··· SUPPLIED DATA ···

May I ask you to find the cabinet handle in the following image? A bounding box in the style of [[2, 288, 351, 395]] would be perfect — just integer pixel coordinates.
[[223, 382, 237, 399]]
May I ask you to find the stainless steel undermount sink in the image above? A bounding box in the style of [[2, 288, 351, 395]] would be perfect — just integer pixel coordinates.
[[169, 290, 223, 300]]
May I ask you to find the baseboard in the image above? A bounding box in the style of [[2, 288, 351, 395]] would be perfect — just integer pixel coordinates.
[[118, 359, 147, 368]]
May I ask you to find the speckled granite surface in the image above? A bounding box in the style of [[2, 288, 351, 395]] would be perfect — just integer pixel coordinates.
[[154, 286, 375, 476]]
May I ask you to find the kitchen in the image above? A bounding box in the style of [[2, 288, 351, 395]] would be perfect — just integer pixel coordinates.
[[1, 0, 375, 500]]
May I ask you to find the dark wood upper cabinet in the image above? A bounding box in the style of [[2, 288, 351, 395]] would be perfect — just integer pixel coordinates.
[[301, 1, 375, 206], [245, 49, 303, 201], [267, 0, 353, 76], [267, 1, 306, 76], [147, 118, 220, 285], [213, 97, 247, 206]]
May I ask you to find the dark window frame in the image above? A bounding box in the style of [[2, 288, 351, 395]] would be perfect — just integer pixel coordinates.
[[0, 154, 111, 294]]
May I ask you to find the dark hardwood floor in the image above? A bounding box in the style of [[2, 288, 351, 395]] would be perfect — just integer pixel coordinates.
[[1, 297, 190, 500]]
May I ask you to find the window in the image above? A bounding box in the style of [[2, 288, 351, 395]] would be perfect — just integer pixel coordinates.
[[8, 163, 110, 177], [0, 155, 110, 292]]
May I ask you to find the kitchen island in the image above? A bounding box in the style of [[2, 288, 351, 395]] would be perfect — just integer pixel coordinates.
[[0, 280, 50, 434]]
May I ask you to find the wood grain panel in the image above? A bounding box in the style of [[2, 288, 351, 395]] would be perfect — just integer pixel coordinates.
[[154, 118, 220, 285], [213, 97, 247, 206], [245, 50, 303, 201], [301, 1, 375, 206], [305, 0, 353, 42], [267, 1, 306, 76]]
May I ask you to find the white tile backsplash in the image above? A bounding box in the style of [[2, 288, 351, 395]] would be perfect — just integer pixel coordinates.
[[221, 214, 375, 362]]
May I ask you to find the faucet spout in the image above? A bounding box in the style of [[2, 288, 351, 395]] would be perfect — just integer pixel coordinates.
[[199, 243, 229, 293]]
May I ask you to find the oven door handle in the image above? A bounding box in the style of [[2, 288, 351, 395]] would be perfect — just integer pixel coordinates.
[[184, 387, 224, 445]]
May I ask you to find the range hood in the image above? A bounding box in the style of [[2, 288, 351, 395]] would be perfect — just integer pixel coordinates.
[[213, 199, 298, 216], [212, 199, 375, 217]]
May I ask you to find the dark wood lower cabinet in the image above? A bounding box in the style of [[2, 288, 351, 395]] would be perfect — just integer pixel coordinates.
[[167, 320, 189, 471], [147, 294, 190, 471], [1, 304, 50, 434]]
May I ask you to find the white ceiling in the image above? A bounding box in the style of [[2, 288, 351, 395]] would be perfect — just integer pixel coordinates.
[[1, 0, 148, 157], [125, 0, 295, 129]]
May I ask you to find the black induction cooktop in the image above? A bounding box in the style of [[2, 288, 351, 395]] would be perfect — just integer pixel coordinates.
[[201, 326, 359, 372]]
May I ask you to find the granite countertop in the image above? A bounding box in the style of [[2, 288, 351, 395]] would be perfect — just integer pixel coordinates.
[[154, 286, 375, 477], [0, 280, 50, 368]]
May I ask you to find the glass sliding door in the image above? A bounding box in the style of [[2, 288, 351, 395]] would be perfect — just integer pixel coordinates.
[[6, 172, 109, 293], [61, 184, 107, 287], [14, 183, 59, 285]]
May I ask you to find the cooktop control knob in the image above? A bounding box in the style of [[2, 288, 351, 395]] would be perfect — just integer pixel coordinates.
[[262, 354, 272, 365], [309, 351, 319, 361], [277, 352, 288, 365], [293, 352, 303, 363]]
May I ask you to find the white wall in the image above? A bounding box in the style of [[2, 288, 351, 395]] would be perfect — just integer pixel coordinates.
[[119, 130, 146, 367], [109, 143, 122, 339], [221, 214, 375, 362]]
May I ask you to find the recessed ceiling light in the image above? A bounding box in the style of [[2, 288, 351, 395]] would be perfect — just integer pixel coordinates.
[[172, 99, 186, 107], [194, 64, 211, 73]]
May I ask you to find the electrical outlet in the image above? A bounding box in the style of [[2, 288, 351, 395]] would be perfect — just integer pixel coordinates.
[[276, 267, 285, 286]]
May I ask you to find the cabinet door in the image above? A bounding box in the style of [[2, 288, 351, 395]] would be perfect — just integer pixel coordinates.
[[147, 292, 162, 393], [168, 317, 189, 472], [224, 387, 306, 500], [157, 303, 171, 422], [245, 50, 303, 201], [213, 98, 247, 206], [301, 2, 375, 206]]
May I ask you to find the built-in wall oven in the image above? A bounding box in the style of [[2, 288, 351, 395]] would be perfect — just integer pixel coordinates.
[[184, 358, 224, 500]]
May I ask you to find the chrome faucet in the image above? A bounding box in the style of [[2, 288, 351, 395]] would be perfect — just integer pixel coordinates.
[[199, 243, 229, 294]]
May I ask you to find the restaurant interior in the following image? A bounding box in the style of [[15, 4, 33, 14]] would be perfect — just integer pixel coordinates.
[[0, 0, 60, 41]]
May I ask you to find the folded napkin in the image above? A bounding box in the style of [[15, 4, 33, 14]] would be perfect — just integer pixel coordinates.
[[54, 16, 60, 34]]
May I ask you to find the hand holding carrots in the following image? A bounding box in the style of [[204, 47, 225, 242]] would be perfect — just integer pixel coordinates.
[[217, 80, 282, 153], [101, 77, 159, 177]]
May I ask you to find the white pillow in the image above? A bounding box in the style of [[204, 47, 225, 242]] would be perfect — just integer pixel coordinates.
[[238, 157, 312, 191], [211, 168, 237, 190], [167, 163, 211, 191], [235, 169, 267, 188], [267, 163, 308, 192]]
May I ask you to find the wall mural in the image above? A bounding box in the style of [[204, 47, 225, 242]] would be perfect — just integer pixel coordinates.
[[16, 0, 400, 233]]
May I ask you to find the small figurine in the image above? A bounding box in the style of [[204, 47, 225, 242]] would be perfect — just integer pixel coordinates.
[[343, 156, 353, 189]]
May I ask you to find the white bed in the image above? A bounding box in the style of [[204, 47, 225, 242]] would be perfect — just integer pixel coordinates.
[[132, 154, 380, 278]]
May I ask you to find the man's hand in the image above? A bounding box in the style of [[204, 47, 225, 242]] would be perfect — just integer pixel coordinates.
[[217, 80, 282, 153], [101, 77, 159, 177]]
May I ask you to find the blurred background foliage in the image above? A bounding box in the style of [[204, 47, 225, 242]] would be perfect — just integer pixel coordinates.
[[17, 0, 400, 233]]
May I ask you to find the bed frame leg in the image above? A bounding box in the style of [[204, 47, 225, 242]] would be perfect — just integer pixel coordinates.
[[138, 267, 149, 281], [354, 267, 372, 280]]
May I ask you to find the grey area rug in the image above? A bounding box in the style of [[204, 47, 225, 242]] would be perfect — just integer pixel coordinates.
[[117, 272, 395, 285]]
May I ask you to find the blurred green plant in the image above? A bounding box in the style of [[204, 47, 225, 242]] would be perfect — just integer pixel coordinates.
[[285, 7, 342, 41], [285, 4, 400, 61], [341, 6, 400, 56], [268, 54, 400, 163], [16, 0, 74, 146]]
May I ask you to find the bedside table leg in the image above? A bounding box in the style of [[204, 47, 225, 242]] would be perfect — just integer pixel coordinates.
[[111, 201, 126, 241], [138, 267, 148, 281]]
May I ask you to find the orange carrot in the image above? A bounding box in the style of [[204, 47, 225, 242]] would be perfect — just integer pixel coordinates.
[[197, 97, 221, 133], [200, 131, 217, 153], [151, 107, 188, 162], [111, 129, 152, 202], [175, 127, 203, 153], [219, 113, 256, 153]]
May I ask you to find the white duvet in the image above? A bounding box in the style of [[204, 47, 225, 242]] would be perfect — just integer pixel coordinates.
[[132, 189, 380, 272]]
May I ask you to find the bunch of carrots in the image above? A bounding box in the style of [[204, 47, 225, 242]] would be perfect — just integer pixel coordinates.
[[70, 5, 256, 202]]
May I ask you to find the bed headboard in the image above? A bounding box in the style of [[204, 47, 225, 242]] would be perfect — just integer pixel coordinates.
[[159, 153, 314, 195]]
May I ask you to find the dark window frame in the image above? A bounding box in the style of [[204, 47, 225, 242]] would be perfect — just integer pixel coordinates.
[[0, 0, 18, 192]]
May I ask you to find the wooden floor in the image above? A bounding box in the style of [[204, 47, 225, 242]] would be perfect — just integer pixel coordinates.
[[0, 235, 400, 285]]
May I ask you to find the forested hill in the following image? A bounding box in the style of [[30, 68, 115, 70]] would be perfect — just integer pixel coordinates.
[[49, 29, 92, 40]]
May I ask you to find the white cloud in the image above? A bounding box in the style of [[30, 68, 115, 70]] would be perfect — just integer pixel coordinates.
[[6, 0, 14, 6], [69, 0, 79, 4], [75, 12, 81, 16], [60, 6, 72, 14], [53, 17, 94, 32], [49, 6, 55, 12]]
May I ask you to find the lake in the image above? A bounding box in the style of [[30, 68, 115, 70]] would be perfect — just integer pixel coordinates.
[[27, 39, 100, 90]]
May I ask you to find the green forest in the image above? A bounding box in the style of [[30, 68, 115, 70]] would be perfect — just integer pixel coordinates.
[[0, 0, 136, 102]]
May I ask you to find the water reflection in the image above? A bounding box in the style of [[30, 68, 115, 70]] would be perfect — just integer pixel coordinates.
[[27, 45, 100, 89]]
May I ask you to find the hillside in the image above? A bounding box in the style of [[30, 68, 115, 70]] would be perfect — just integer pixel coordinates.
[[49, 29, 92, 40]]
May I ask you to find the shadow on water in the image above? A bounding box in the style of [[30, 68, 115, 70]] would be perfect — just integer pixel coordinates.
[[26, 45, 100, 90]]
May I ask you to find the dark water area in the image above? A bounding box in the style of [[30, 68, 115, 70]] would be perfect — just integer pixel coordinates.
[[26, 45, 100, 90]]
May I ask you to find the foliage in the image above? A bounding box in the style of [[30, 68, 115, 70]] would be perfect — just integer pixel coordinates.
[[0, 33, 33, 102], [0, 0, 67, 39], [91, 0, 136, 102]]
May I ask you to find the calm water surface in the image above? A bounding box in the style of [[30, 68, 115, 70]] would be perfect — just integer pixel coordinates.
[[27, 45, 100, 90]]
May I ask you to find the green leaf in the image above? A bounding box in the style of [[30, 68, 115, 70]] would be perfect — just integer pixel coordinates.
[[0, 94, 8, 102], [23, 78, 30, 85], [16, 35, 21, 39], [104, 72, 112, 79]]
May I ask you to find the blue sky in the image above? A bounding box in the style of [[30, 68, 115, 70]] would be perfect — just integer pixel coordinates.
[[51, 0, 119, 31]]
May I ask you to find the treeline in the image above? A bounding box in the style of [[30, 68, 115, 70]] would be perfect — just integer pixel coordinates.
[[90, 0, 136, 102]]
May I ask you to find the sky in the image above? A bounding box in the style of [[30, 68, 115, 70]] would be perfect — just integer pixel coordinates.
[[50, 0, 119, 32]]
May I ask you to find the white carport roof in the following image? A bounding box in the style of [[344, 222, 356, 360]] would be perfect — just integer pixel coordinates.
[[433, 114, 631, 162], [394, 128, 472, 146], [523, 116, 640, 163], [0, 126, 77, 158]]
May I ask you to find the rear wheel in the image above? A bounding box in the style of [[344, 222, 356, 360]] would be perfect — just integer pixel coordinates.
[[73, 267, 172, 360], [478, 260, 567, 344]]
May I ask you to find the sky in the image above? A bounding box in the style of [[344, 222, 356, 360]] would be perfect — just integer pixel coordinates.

···

▶ TASK GOAL: Copy out, word for word, the lines above that start with the line containing "May I ask you to find the bunch" and end with the line containing "[[0, 0, 18, 192]]", including both of those lines.

▶ TASK RESPONSE:
May I ask you to find the bunch of carrots in the image above? A bounding box in the style of [[204, 47, 225, 242]] would be perfect — just integer pixel coordinates.
[[70, 5, 256, 202]]
May I ask you to find the bed headboard in the image above? A bounding box in the style of [[204, 47, 225, 242]] would be perfect — just integer pixel coordinates.
[[159, 153, 314, 195]]
May I ask you to find the dark window frame in the image above? A bounding box in the style of [[204, 47, 225, 242]] would be perfect — just integer pixel coordinates.
[[0, 0, 18, 192]]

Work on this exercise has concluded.